# What the exercise asks
Below are some entries; can you quote all of them exactly?

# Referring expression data
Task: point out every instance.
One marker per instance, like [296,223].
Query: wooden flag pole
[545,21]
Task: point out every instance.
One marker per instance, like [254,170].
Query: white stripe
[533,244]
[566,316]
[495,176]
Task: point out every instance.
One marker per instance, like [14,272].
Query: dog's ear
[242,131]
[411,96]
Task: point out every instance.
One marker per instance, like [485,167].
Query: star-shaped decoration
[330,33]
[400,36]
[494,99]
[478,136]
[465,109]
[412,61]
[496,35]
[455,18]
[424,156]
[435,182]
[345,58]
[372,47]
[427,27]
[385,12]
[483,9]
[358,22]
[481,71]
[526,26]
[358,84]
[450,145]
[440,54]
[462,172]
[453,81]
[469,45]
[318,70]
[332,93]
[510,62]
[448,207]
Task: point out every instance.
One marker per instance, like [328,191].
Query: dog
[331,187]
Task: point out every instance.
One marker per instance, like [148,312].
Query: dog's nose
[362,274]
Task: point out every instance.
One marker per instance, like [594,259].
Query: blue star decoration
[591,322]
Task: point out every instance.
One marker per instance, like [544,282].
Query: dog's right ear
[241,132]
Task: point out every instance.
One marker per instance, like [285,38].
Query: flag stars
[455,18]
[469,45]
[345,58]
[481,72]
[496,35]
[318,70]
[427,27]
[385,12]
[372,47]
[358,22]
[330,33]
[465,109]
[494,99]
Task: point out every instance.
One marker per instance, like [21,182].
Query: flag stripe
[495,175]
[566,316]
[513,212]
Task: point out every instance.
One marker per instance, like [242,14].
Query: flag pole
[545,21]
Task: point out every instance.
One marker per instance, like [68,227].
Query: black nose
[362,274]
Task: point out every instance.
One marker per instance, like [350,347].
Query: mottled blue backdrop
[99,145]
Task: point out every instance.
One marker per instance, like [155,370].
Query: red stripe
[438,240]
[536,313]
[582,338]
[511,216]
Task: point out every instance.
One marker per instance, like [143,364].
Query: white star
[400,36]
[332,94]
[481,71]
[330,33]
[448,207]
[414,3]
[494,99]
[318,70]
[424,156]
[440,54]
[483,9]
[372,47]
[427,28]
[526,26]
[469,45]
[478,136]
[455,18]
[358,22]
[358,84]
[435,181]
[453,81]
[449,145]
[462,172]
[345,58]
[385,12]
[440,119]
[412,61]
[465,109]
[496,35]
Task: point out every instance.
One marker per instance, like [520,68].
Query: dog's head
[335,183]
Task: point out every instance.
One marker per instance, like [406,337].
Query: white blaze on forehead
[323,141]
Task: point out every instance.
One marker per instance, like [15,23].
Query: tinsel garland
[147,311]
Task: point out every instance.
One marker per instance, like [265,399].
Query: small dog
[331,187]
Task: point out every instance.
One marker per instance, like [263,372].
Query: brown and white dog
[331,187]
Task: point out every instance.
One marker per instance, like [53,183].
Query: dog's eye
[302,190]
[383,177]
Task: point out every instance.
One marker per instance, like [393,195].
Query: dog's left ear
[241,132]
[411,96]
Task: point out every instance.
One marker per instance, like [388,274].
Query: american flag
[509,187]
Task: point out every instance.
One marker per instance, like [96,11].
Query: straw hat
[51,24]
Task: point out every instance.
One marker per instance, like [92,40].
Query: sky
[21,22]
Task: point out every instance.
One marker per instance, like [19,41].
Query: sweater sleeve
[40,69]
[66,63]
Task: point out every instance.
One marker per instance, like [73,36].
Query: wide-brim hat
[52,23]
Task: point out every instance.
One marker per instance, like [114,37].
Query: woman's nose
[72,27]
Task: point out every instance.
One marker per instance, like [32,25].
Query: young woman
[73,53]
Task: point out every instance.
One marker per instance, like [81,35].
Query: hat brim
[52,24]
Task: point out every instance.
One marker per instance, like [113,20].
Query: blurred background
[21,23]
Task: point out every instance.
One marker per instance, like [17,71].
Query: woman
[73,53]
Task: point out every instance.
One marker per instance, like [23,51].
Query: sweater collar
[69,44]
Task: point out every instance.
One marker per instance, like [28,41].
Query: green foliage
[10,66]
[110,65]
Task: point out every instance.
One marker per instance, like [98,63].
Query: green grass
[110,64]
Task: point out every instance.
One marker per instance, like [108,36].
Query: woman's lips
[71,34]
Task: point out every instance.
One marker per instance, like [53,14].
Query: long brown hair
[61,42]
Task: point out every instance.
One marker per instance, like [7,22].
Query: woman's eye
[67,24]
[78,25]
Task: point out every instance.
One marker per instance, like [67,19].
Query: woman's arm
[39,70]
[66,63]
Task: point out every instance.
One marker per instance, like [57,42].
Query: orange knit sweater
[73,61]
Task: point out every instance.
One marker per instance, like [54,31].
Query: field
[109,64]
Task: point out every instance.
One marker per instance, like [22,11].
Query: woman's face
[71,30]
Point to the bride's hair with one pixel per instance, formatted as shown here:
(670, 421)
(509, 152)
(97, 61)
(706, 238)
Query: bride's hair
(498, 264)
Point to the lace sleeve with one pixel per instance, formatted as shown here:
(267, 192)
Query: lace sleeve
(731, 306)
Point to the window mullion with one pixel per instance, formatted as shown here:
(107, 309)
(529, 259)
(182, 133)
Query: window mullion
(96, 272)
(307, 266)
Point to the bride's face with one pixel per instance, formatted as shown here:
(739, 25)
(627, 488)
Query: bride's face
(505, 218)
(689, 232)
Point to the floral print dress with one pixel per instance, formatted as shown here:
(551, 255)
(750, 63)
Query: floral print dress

# Written solution
Task: point out every instance.
One marker per instance, like [296,223].
Query: wooden flag pole
[545,21]
Task: point out every instance.
One marker per instance, like [254,170].
Query: white stripe
[533,244]
[566,316]
[495,176]
Task: point out every instance.
One marker per instance, like [14,272].
Query: dog's ear
[242,131]
[411,96]
Task: point out every instance.
One marker per instance, like [485,167].
Query: star-shaped decoration
[330,33]
[400,36]
[494,99]
[478,136]
[465,109]
[412,61]
[496,35]
[455,18]
[424,156]
[435,182]
[345,58]
[372,47]
[427,27]
[385,12]
[483,9]
[358,22]
[481,71]
[526,26]
[358,84]
[450,145]
[440,54]
[462,172]
[453,81]
[469,45]
[318,70]
[332,93]
[510,62]
[448,207]
Task: point out every instance.
One marker per instance, like [328,191].
Query: dog
[331,187]
Task: point out every instance.
One marker per instance, like [148,312].
Query: dog's nose
[362,274]
Task: point out every instance.
One marker per instance, like [594,259].
Query: blue star decoration
[591,322]
Task: point out every instance.
One marker per instance, like [544,282].
Query: dog's right ear
[241,132]
Task: point out every instance.
One marker per instance, like [285,38].
Query: flag stars
[455,18]
[469,45]
[345,58]
[481,72]
[496,35]
[318,70]
[427,27]
[385,12]
[372,47]
[358,22]
[330,33]
[465,109]
[494,99]
Task: point out every instance.
One marker per instance, like [21,182].
Query: flag stripe
[495,175]
[566,316]
[513,212]
Task: point out every instance.
One marker per instance, like [242,14].
Query: flag pole
[545,21]
Task: point out every instance.
One marker per instance, like [68,227].
Query: black nose
[362,274]
Task: point out every instance.
One marker per instance, like [350,347].
Query: mottled blue backdrop
[99,145]
Task: point out every instance.
One marker per instance, like [155,370].
Query: red stripe
[438,240]
[536,313]
[582,338]
[511,216]
Task: point out every instance.
One marker per instance, like [143,364].
Query: white star
[400,36]
[332,94]
[481,71]
[330,33]
[448,207]
[414,3]
[494,99]
[318,70]
[424,156]
[440,54]
[483,9]
[372,47]
[427,28]
[526,26]
[469,45]
[478,136]
[455,18]
[358,22]
[358,84]
[435,181]
[453,81]
[449,145]
[462,172]
[345,58]
[385,12]
[440,119]
[412,61]
[465,109]
[496,35]
Task: point out every instance.
One marker per instance, like [520,68].
Query: dog's head
[335,183]
Task: point out every instance.
One marker per instance, like [406,337].
Query: white blaze on forehead
[323,141]
Task: point out every instance.
One marker per instance, like [15,23].
Query: tinsel garland
[147,311]
Task: point out every instance.
One marker per instance, like [265,399].
Query: small dog
[331,187]
Task: point out every instance.
One marker per instance, like [263,372].
Query: brown and white dog
[331,187]
Task: point out every instance.
One marker per instance, like [53,183].
Query: dog's eye
[302,190]
[383,177]
Task: point out every instance.
One marker per instance, like [393,195].
Query: dog's left ear
[241,132]
[411,96]
Task: point out every instance.
One marker per instance, like [388,274].
Query: american flag
[509,187]
Task: point out every instance.
One marker per instance, like [96,11].
Query: straw hat
[51,24]
Task: point out every instance.
One marker per instance, like [92,40].
Query: sky
[21,22]
Task: point out every instance.
One marker per instance, like [19,41].
Query: sweater sleeve
[40,69]
[66,63]
Task: point out every instance.
One marker per instance, like [73,36].
Query: wide-brim hat
[52,23]
Task: point out every instance.
One marker per instance, like [114,37].
Query: woman's nose
[72,27]
Task: point out every instance.
One marker per instance, like [32,25].
Query: young woman
[73,53]
Task: point out every instance.
One marker per instance, like [81,35].
Query: hat brim
[52,24]
Task: point out every instance.
One marker per instance, like [113,20].
Query: blurred background
[21,23]
Task: point out every instance.
One marker per instance, like [17,71].
Query: woman
[73,53]
Task: point out every instance.
One marker per instance, like [23,51].
Query: sweater collar
[69,44]
Task: point out every instance.
One marker per instance, like [28,41].
Query: green foliage
[10,66]
[110,65]
Task: point out every instance.
One marker per instance, like [98,63].
Query: green grass
[110,64]
Task: point out every instance.
One marker per instance, like [108,36].
Query: woman's lips
[71,34]
Task: point out every instance.
One marker per instance, like [53,14].
Query: long brown hair
[61,42]
Task: point out every instance.
One marker per instance, like [7,22].
Query: woman's eye
[67,24]
[78,25]
Task: point out every instance.
One marker per instance, like [67,19].
Query: woman's arm
[39,70]
[66,63]
Task: point out every instance.
One marker per instance, like [57,42].
Query: orange knit sweater
[73,61]
Task: point out every instance.
One marker per instance, like [54,31].
Query: field
[109,64]
Task: point out every instance.
One marker per instance, like [22,11].
Query: woman's face
[71,30]
Point to the bride's hair with one pixel per instance, formatted as shown here:
(670, 421)
(509, 152)
(97, 61)
(706, 238)
Query: bride's hair
(498, 264)
Point to the lace sleeve with one pixel per instance, formatted as shown here:
(267, 192)
Query: lace sleeve
(731, 306)
Point to the window mullion with one pixel per instance, formatted as shown here:
(107, 309)
(529, 259)
(182, 133)
Query: window mullion
(96, 272)
(307, 266)
Point to the bride's face with one pixel per instance, formatted as shown here:
(739, 25)
(627, 488)
Query: bride's face
(505, 218)
(689, 232)
Point to the floral print dress with one pixel per instance, formatted as shown here:
(551, 255)
(750, 63)
Query: floral print dress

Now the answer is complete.